### ASSIGNED TASK:
Copy exactly, and only, the lines from the one containing "of the pale" through the last line of the records below.

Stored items
Segment Open
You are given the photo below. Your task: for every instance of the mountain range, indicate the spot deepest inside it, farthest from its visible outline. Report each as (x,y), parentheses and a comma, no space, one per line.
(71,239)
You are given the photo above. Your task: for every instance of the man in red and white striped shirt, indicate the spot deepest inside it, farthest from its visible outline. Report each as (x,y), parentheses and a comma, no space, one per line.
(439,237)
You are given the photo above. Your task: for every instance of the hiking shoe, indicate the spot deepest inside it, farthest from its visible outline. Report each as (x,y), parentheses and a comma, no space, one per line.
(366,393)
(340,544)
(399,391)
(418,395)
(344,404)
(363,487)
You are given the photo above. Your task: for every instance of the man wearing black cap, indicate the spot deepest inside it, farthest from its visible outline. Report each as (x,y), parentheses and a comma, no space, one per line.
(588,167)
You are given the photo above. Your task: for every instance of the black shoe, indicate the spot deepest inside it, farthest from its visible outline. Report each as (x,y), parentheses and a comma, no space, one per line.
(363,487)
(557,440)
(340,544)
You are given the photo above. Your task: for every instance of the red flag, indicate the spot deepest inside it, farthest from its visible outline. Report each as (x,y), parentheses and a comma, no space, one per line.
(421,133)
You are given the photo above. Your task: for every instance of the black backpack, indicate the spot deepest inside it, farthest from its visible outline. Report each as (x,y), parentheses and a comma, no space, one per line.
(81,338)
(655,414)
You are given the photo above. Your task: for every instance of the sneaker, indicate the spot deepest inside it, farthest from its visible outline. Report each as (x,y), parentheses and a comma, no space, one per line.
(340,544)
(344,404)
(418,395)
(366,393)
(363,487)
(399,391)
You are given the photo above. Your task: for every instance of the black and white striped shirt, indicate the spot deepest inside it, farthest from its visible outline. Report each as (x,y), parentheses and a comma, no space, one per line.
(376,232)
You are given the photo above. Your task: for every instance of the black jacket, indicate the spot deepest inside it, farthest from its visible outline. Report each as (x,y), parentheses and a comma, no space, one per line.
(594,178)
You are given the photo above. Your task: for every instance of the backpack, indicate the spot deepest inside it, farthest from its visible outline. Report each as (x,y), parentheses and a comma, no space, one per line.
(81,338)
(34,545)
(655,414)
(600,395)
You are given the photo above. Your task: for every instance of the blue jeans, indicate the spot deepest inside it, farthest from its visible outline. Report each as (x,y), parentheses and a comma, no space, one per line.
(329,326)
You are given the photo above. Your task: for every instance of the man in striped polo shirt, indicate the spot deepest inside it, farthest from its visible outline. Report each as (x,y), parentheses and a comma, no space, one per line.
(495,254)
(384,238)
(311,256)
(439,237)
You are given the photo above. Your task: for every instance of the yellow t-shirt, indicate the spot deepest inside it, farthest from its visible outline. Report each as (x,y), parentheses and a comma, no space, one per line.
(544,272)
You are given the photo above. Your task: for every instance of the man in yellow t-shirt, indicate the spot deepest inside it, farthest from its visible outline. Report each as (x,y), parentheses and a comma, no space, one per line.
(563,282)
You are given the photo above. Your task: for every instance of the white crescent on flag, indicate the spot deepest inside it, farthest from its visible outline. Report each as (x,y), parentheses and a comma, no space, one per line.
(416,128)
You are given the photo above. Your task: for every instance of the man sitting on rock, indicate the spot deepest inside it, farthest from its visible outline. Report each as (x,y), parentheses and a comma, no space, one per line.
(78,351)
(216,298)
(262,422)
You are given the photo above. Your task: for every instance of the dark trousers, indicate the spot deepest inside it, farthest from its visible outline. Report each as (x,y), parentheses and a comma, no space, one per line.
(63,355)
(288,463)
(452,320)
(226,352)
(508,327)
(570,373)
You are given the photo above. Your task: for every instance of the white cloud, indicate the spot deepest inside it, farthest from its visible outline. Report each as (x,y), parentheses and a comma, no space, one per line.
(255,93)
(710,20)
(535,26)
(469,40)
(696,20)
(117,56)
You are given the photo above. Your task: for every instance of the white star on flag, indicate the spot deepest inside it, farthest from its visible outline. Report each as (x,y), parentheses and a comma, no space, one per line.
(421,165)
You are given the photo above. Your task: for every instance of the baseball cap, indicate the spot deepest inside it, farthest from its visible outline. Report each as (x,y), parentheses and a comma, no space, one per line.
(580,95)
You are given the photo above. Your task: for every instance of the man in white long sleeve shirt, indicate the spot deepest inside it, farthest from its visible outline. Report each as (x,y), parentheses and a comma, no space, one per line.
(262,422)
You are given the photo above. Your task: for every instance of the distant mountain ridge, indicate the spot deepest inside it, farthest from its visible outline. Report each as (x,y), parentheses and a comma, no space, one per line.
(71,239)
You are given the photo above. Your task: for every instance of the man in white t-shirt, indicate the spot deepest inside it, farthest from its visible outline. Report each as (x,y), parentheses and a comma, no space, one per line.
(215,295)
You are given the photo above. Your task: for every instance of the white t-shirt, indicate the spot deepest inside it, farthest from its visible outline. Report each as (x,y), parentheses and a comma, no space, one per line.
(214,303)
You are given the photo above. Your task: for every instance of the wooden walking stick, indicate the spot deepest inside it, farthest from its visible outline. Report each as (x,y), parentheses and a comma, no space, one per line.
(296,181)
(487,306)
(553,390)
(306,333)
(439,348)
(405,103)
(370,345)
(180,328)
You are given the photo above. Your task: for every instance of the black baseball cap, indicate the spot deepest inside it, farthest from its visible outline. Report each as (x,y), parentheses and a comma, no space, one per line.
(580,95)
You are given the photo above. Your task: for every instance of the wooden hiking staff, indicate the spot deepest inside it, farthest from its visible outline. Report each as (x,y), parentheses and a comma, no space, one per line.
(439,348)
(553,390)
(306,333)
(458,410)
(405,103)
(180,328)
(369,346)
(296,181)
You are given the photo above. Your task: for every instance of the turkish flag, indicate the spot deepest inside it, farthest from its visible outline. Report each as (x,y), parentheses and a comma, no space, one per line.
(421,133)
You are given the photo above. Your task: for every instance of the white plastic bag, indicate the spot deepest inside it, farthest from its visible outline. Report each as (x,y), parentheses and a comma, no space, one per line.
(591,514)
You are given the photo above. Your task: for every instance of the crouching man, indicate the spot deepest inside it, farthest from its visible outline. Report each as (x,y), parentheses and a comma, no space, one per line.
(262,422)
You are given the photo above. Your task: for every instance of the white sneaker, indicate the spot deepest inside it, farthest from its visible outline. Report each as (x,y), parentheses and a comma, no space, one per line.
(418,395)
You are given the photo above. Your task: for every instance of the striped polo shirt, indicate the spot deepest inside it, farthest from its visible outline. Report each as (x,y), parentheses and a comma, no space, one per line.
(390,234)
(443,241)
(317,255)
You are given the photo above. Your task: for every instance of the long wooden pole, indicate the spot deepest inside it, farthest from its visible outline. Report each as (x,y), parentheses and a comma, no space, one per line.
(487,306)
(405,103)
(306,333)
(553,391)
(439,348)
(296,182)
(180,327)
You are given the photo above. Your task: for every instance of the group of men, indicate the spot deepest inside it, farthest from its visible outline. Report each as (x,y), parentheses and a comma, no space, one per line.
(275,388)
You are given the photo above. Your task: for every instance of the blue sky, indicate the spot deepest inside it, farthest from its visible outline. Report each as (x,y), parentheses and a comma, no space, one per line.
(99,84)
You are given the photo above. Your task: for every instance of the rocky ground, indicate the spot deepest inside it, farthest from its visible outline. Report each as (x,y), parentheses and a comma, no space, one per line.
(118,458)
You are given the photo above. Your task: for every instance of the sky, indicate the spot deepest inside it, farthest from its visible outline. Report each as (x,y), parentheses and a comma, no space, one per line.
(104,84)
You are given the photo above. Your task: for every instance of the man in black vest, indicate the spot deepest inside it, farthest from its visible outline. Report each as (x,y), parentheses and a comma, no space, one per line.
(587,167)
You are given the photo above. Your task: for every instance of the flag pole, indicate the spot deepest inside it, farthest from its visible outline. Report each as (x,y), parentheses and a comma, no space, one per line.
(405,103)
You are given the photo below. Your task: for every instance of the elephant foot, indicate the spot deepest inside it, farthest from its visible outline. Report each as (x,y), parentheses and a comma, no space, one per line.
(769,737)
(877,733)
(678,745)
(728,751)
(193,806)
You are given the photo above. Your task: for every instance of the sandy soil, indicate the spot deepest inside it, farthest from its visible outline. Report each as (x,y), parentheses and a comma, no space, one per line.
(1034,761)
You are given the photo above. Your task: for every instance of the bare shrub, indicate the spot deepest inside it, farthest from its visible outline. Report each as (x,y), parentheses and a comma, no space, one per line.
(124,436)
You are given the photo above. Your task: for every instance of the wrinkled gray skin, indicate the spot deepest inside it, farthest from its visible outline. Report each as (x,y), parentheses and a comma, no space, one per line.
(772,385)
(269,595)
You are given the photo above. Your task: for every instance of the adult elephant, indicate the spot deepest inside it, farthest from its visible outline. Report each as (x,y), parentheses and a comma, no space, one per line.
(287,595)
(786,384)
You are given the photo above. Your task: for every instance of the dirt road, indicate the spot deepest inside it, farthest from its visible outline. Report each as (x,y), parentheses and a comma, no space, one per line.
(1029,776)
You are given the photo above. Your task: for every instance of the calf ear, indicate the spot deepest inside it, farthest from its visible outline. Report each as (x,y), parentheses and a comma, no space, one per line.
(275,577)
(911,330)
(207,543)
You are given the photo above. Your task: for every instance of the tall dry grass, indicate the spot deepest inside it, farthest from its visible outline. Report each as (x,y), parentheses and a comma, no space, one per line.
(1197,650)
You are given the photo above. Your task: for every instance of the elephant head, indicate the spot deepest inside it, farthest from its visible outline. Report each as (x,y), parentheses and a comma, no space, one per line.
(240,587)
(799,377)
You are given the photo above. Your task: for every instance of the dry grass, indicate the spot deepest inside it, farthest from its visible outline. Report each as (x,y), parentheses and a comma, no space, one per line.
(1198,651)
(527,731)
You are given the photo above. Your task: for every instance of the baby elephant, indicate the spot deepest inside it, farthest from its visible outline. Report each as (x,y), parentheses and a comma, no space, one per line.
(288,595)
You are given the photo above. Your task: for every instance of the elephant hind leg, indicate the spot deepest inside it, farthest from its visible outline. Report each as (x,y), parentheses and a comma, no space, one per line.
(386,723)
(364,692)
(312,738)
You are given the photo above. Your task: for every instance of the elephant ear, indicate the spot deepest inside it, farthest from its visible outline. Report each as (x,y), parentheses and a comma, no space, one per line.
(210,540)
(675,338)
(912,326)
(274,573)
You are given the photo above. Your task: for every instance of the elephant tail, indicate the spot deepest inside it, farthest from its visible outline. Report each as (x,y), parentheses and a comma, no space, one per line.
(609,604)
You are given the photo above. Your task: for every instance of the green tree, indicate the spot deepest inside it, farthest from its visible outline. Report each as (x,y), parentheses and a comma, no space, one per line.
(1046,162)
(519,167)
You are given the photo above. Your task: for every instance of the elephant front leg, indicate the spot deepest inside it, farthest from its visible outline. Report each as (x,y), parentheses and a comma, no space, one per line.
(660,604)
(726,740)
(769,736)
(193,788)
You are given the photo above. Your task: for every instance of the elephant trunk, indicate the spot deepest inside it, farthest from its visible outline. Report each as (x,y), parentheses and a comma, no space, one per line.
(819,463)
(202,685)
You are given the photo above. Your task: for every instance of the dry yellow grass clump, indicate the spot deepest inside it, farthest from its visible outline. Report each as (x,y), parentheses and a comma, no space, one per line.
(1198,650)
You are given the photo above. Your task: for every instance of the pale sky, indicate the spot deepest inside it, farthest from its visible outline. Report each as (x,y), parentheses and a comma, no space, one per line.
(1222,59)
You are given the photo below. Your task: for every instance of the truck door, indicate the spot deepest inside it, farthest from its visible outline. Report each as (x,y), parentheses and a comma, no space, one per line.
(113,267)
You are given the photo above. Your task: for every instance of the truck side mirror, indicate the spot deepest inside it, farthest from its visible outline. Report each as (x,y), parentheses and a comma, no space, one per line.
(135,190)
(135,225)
Segment Closed
### RESPONSE TO THE TASK:
You are given the photo above. Your task: for every instance of the pale sky, indicate the spot deepest inside it, farthest from its visible outline. Report each as (x,y), parentheses and a comma, no space, one per line.
(1222,59)
You are given the photo below. Your task: for every instance of the truck door, indicate the spot deepest inside it, farthest from its visible outline. Report each as (x,y), parentheses and a comma, no space, one per line.
(113,267)
You are given the photo above. Your task: for every instance of the truck side mirror, indicate the spot deepest inside it, farthest from its visible outline. Report each as (x,y), parentheses and a comma, no space, one per line.
(135,190)
(135,225)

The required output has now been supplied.